:: Stated task ::
Without including the pictures, copy out every line below.
==== Data rows ====
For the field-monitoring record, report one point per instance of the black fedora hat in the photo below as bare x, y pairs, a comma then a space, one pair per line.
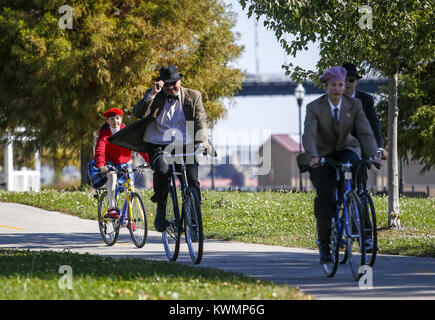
351, 70
169, 74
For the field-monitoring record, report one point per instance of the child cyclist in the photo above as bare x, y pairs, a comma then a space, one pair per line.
108, 153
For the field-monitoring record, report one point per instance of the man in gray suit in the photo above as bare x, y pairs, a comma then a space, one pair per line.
329, 123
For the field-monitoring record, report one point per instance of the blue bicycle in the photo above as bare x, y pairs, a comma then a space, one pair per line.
348, 230
133, 214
====
:: Full output ::
For the field-monitoring record, report one point per instance of the black fedora hat in the photo below as bare x, y pairs, a comma then a space, one pair per line.
351, 70
169, 74
For the field-monitoring record, report one point per instance of the child cyclist in the photo above as bare x, y pairs, a comma then a space, one pair per line.
108, 153
For the field-monitoring record, report one point per instance of the man in gray suit in the photo above as bare x, y pairs, a comma then a space, one pair per line.
329, 123
For the field-monitoring record, report one point per instance of the blue bicycle in the photo above as bare x, y pairs, a comma then a space, one pair per line.
348, 230
133, 214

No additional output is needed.